_Given request_
Omit all images, then return the remaining material exactly as it stands.

_Exercise input_
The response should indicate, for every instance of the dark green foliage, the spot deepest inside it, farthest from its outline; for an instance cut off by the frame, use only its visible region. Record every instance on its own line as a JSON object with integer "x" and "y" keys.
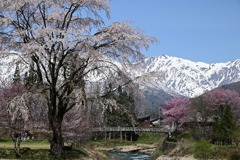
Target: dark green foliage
{"x": 224, "y": 127}
{"x": 202, "y": 150}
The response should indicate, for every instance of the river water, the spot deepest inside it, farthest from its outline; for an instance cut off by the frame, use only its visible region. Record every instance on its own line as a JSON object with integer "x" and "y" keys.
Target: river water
{"x": 117, "y": 155}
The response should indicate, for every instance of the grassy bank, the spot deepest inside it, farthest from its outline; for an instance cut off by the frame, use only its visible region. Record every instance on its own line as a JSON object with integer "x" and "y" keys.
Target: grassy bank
{"x": 37, "y": 150}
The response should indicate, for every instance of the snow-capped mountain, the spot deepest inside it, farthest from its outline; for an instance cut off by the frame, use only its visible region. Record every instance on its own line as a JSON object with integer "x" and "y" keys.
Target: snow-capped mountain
{"x": 175, "y": 76}
{"x": 183, "y": 77}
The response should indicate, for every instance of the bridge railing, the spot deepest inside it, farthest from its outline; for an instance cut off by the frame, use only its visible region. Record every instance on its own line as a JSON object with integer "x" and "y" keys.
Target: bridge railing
{"x": 134, "y": 129}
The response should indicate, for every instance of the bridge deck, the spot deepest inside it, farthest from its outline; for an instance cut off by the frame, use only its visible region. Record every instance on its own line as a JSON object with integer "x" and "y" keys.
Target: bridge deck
{"x": 134, "y": 129}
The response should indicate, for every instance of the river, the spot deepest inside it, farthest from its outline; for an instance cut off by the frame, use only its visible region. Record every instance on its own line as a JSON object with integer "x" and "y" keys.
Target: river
{"x": 117, "y": 155}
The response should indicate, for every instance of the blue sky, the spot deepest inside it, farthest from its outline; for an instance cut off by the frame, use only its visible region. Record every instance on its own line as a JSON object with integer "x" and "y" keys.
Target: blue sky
{"x": 198, "y": 30}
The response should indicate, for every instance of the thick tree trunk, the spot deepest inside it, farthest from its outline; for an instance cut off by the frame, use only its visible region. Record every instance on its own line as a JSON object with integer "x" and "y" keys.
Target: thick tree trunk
{"x": 56, "y": 141}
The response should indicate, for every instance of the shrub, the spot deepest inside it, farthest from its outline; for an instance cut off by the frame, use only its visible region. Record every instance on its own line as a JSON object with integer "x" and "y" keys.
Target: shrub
{"x": 202, "y": 150}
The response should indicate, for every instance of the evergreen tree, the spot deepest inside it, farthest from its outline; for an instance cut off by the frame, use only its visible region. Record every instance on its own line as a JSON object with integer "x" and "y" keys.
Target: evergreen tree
{"x": 224, "y": 126}
{"x": 30, "y": 78}
{"x": 122, "y": 115}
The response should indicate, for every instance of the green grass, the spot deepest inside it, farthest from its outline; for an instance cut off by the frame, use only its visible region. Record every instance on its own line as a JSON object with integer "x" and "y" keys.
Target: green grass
{"x": 31, "y": 144}
{"x": 36, "y": 150}
{"x": 150, "y": 138}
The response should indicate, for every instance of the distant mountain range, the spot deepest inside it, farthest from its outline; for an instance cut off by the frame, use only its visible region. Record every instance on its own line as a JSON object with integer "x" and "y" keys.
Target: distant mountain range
{"x": 180, "y": 77}
{"x": 164, "y": 77}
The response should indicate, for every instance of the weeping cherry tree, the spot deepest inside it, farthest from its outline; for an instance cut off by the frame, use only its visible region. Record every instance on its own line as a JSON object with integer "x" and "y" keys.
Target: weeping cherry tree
{"x": 65, "y": 42}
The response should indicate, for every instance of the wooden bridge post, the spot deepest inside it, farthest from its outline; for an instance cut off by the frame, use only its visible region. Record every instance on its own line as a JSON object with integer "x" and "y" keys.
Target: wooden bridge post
{"x": 121, "y": 135}
{"x": 125, "y": 136}
{"x": 109, "y": 136}
{"x": 105, "y": 135}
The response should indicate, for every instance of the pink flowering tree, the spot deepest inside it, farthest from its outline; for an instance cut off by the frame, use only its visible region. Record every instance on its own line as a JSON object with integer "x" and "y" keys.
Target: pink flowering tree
{"x": 211, "y": 106}
{"x": 218, "y": 99}
{"x": 175, "y": 111}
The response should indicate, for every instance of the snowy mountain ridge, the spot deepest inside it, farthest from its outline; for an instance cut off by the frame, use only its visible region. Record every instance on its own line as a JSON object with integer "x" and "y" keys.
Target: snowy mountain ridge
{"x": 175, "y": 76}
{"x": 181, "y": 77}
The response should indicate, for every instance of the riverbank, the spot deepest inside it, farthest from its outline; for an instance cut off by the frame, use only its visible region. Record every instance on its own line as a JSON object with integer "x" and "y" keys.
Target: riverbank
{"x": 138, "y": 147}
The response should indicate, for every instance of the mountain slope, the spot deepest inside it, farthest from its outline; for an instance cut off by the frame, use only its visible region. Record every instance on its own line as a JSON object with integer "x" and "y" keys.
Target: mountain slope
{"x": 182, "y": 77}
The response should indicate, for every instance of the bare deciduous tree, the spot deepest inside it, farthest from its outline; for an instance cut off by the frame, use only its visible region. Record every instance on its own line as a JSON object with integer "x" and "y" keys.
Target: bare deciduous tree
{"x": 56, "y": 38}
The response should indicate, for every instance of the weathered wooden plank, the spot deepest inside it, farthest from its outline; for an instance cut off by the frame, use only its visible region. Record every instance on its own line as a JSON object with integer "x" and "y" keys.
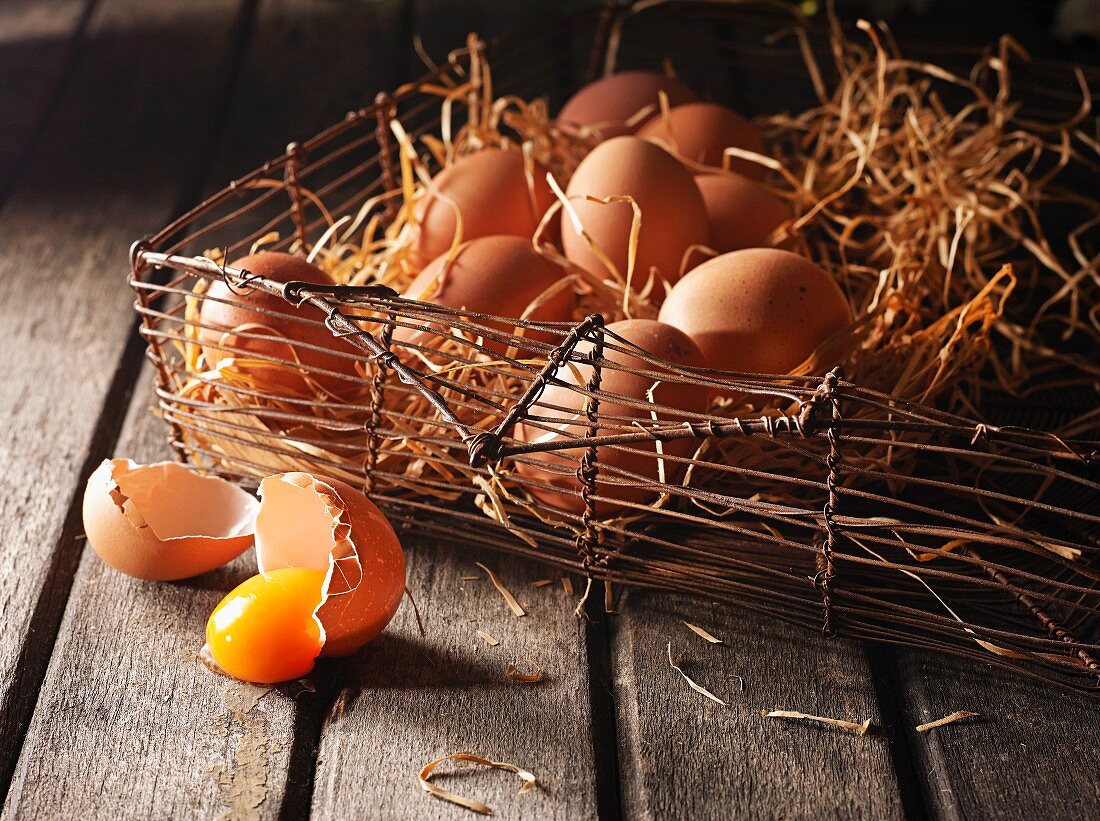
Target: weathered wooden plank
{"x": 684, "y": 756}
{"x": 408, "y": 700}
{"x": 127, "y": 720}
{"x": 1031, "y": 754}
{"x": 117, "y": 156}
{"x": 37, "y": 43}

_Response for this exercise_
The response should indicate, for every instance of the dark green foliage, the spot deepest inside it, farthest from its outline; for an instance cut off by the frame, use only its visible region. Record every instance on its own line as a JSON object with integer "x" and "y" keys.
Target: dark green foliage
{"x": 224, "y": 127}
{"x": 202, "y": 150}
The response should indicate, for every instance of the river water, the spot deepest inside it, farthest from its outline; for an instance cut off by the frame, use only its visible region. Record every instance on its own line as a JSON object with integer "x" and "y" keys.
Target: river water
{"x": 117, "y": 155}
The response should indicate, for every instance of the grassy bank, the spot deepest inside it, farthest from its outline; for an instance cut off by the frame, use only its visible region. Record every instance on its own line as a JSON object with integer "x" and "y" keys.
Target: grassy bank
{"x": 37, "y": 150}
The response should indicate, for every instance of the snow-capped mountain, the spot deepest inside it, farthest from its outline; for an instance cut off by the frame, use only its visible region. Record every instance on its own line as a JSON object with integer "x" and "y" keys.
Target: snow-capped mountain
{"x": 175, "y": 76}
{"x": 183, "y": 77}
The response should indicate, for every instance of the bridge railing, the spot deepest inside it, farthest from its outline; for an instance cut off by the frame, use only its visible region. Record every instance on its own line as a JSON object with integer "x" and "y" keys.
Target: bridge railing
{"x": 134, "y": 129}
The response should indicate, for every instance of the bridge deck, the spot deepest inside it, farthest from its outline; for an instance cut off by the frame, use only its visible region. Record every instance on its own line as a JSON object with integer "x" and "y" keys.
Target: bridge deck
{"x": 134, "y": 129}
The response should indicate, for every instance of the river, the spot deepest inside it, farthest from its outline; for an instance cut off by the frame, use only its visible region. Record every instance on its own line as a JSON object with integer "x" and "y" keys.
Target: river
{"x": 117, "y": 155}
The response should indicate, for every instance of the blue sky, the spot deepest inside it, farthest from its outline; for an instance cut off by the frame, use only its visible region. Record every instance on its own line as a JSON object with integer "x" and "y" keys.
Target: blue sky
{"x": 198, "y": 30}
The response should indicate, for every instance of the thick tree trunk, the spot deepest inside it, farthest from its outline; for an instance cut off by the frame, use only its visible region. Record every instance on its own line as a JSON object with integer "x" and "y" keys.
Target: thick tree trunk
{"x": 56, "y": 141}
The response should indicate, for every instance of the shrub, the spot deepest inside it, farthest from its outline; for an instance cut off by the frame, use only its visible region. Record every instance on its own line as a JSON object with integer "x" and "y" keys.
Target: shrub
{"x": 202, "y": 150}
The response should indicate, for every instance of the evergreen tree, the spot deepest inside it, farthest from its outline; for an instance cut off by the frame, use only its visible region. Record every instance on its own line as a JSON object with integer "x" and "y" keys.
Target: evergreen tree
{"x": 224, "y": 126}
{"x": 30, "y": 78}
{"x": 122, "y": 115}
The response should indicate, for every instance of the green grass, the spot deepest inside it, farthest from its outline; for an instance cut off by the frame, use only its visible region. Record every instance on its own line as a JSON object with integer "x" and "y" keys.
Target: green grass
{"x": 31, "y": 144}
{"x": 36, "y": 150}
{"x": 150, "y": 138}
The response should indicate, for every instance of the distant mountain range, the spot deepest inside it, farthest from its outline; for an instance cut off by the frame, use only its visible region. Record every instance on its own line as a JSON object with integer "x" and "y" keys.
Target: distant mountain range
{"x": 180, "y": 77}
{"x": 164, "y": 77}
The response should indicate, for every instance of the weeping cherry tree, the spot deepest inside it, farthest from its outline; for an instance cut off by the frame, use only its visible region. Record every instance on its own line as a JSON object with integer "x" and "y" keys.
Target: weeping cherry tree
{"x": 65, "y": 42}
The response should indicate, for every instance of the wooden bridge post, the spot deepest inside it, farthest from its outline; for an instance cut off by the frame, use only its visible region. Record every instance on its own line as a JSON object with integer "x" and "y" keys.
Target: wooden bridge post
{"x": 121, "y": 135}
{"x": 125, "y": 136}
{"x": 109, "y": 136}
{"x": 105, "y": 135}
The response should indicate, for every instance of the pink flowering tree, the spot deepest inside it, farthest from its outline; for an instance cut off by the frame, use only its visible region. Record every instance on its own line as a JSON object with integer "x" and "y" keys.
Target: pink flowering tree
{"x": 211, "y": 106}
{"x": 218, "y": 99}
{"x": 175, "y": 111}
The response should indicate, for every instance of the snowy mountain ridge, the spot deepest inside it, farthest from its outline; for an instance cut off by the frame, use only its visible region. Record every instance on its own line as a JSON object with integer "x" and "y" keys.
Target: snowy mountain ridge
{"x": 175, "y": 76}
{"x": 181, "y": 77}
The response should indicate, for every instance of the riverbank, the spot deepest inside it, farthest from its outline; for an instance cut off by the frame, use only its visible region. Record every instance on its own line as a JSON object with integer "x" and "y" keys.
Target: riverbank
{"x": 138, "y": 147}
The response should indicate, for every instance of the mountain slope, the spot deepest inside it, farthest from its outline; for an instance cut off by the frame, use only its visible region. Record every instance on its own line as a JSON object with integer "x" and "y" keys.
Target: mountain slope
{"x": 182, "y": 77}
The response should indicate, for every instance of the bare deciduous tree, the spot deepest inside it, farthest from its outline; for an instance cut off by the frame, use only its visible region. Record every instance on its own line as a JSON object with integer "x" and "y" keys.
Target: bare deciduous tree
{"x": 56, "y": 38}
The response should indicate, for every instance of the weathered wooden plank, the spot deepest inside it, farthest from its outline; for an instance cut off by the frame, use only its visible region. Record every instance on its own line as a JSON object with integer "x" and "y" keys.
Target: weathered wooden plank
{"x": 684, "y": 756}
{"x": 408, "y": 700}
{"x": 127, "y": 720}
{"x": 1031, "y": 754}
{"x": 117, "y": 156}
{"x": 37, "y": 43}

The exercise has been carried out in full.